Отрывок —
═══

Там тогда начинали делать еврейский музей, во главе проекта стоял бывший министр финансов Германии. Я написал на его имя письмо: мол, я, такой-то, хочу сделать музей истории Московской хоральной синагоги, будем благодарны проявленному интересу и помощи. Написал и забыл. А через какое-то время получил приглашение в Германию.
На тот момент моей поездке ничего не благоприятствовало: не было денег на билеты, я не понимал, где поселиться, не знал немецкого, правда, понимал идиш. Но никогда нельзя забывать, что Всевышний есть. Я это понял. 150 марок на дорогу в один конец внезапно выдал «Джойнт», а на обратную 150 — синагога. Я вспомнил, что когда-то помог двум женщинам-историкам из Германии, посещавшим московскую синагогу, написал им наугад, они тут же ответили: «Приезжай, найдем тебе жилье, о питании не беспокойся». Визу мне дали очень быстро — еще бы, с приглашением от бывшего министра. И я полетел.

═══

Задание A — Кто, согласно отрывку о поездке в Германию, выдал 150 марок на дорогу в один конец?
Задание B — Выпишите из отрывка о поездке в Германию дословный фрагмент. Начните со слов «На тот момент» и остановитесь после слов «И я полетел.».
Задание C — Напишите продолжение отрывка о поездке в Германию, начиная сразу после его последнего предложения.

Исходный материал —
═══

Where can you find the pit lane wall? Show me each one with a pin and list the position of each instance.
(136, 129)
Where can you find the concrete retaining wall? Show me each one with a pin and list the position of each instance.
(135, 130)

═══

Ответ A — Их выдал «Джойнт».

Ответ B —
На тот момент моей поездке ничего не благоприятствовало: не было денег на билеты, я не понимал, где поселиться, не знал немецкого, правда, понимал идиш. Но никогда нельзя забывать, что Всевышний есть. Я это понял. 150 марок на дорогу в один конец внезапно выдал «Джойнт», а на обратную 150 — синагога. Я вспомнил, что когда-то помог двум женщинам-историкам из Германии, посещавшим московскую синагогу, написал им наугад, они тут же ответили: «Приезжай, найдем тебе жилье, о питании не беспокойся». Визу мне дали очень быстро — еще бы, с приглашением от бывшего министра. И я полетел.

Ответ C —
Мне показали всё в будущем музее, я узнал, как они организуют работу, увидел их огромную библиотеку. Побывал в прекрасном музее при центре иудаики. Посмотрел еврейские музеи в разных городах. Оказалось, их в Германии очень много. И эта тема меня полностью захватила. В Москву я привез 35 кг материалов (каталоги, афиши, буклеты), а по приезде списался еще с 87 еврейскими музеями из 27 государств. В результате получилась выставка «Еврейские музеи в странах мира» — сначала в Российской государственной библиотеке (бывшая имени Ленина), а потом в галерее на Солянке рядом с синагогой.
Раввин Яков Мазе родился в Могилеве в 1859 году в хабадской семье. Крупный общественный деятель еврейства России. Окончил юридический факультет Московского университета, увлекался сионистскими идеями, создал общество еврейского языка, активно поддерживал возрождение национальной еврейской культуры. В 1893 году был избран общественным раввином Москвы и занимал эту должность до своей смерти в 1924 году.
В 2003 году на собрании представителей международных, общероссийских и московских организаций и объединений был избран исполнительным директором по созданию Еврейского музея в Москве как центра научно-исследовательской, собирательской и просветительской работы. Эта встреча дала толчок к созданию в Москве серьезных еврейских музеев.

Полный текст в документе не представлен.